Before we embark on the connection between sustainability transitions research and qualitative system dynamics, we first provide background on both below.

Sustainability transitions research

Over the last half-century, sustainability transitions have become an influential paradigm for describing and studying past transitions, and projecting and examining possible future scenarios (Markard et al. 2012; van den Bergh et al. 2011). Today, the world is facing sustainability challenges in various domains. For example, the current energy system is unsustainable due to increased greenhouse gas emissions, air pollution, energy poverty, shortage of natural resources, and uncertainties over energy security in the short- and long-run. Supply systems, such as the energy sector, can be conceptualized as socio-technical systems consisting of networks of actors, institutions, materials, and knowledge. To supply services to society, different interrelated components of the system interact and co-evolve with institutions (Markard et al. 2012). To deal with sustainability challenges, a fundamental shift in the existing socio-technical systems needs to occur. Such transition requires substantial changes in society's technological, organizational, political, institutional, economic, and socio-cultural dimensions (Geels and Schot 2010). The complexity and versatility of sustainability transitions require the involvement of stakeholders (Leal Filho and Londero Brandli 2016), who may not share the same understanding of the problem definition and subsequent sets of actions to create sustainable socio-technical systems that do not exist yet.

*RECORDED INFORMATION*
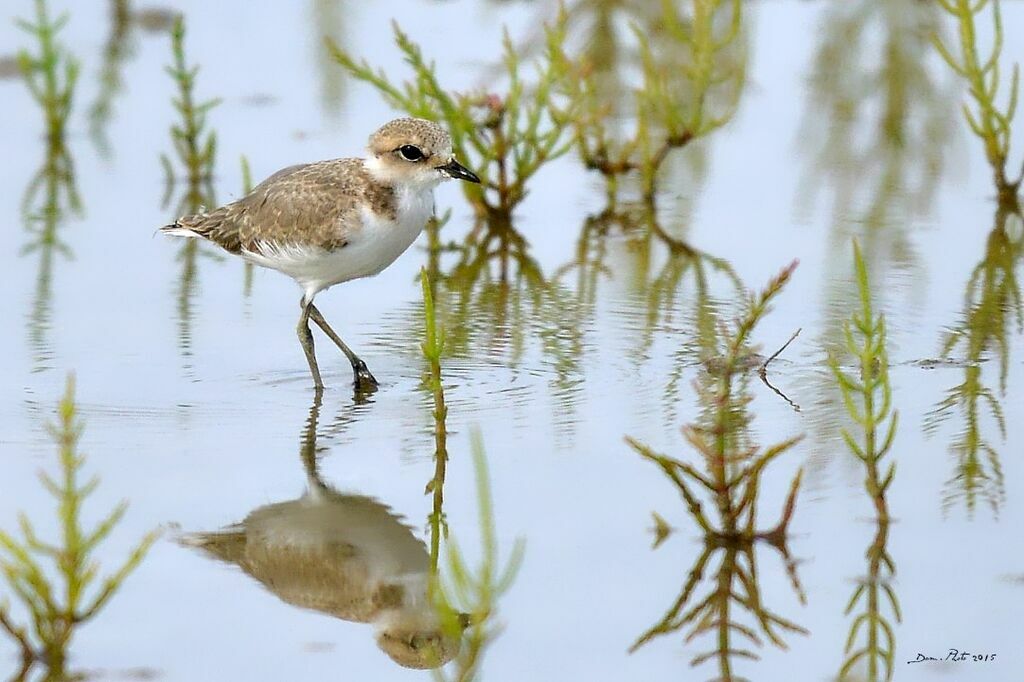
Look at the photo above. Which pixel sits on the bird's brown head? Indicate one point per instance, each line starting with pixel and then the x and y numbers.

*TASKS TO PERFORM*
(a) Please retype the sustainability transitions passage from "Before we embark" to "on both below.".
(b) Extend the passage on sustainability transitions research, picking up after its final sentence.

*TASK RESPONSES*
(a)
Before we embark on the connection between sustainability transitions research and qualitative system dynamics, we first provide background on both below.

(b)
Historically, sustainability transitions research emerged as an interdisciplinary subject both empirically and intellectually. On a pragmatic level, it connects the worlds of science and policy to address grand societal problems that are "unstructured" (Loorbach et al. 2017), ​​"wicked" (Hazard et al. 2020), "tangled" (van Assche et al. 2022) and "messy" (Kivimaa et al. 2021). On an intellectual level, it can be traced back to the two significant clusters of innovation research (including science and technology studies, history of technology, evolutionary economics, and innovation policy) and environmental studies (including environmental assessment, integrated assessment, sustainability governance, and environmental policy (Arthur 2016; Kemp 1994; O’Riordan 2001; Rip and Kemp 1998; Rotmans 1998; van Asselt and Rotmans 1996; van den Bergh and Gowdy 2000). Thus, sustainability transitions research got its footing from the need to study the dynamics of grand societal challenges and to steer the formulation of systemic solutions for them.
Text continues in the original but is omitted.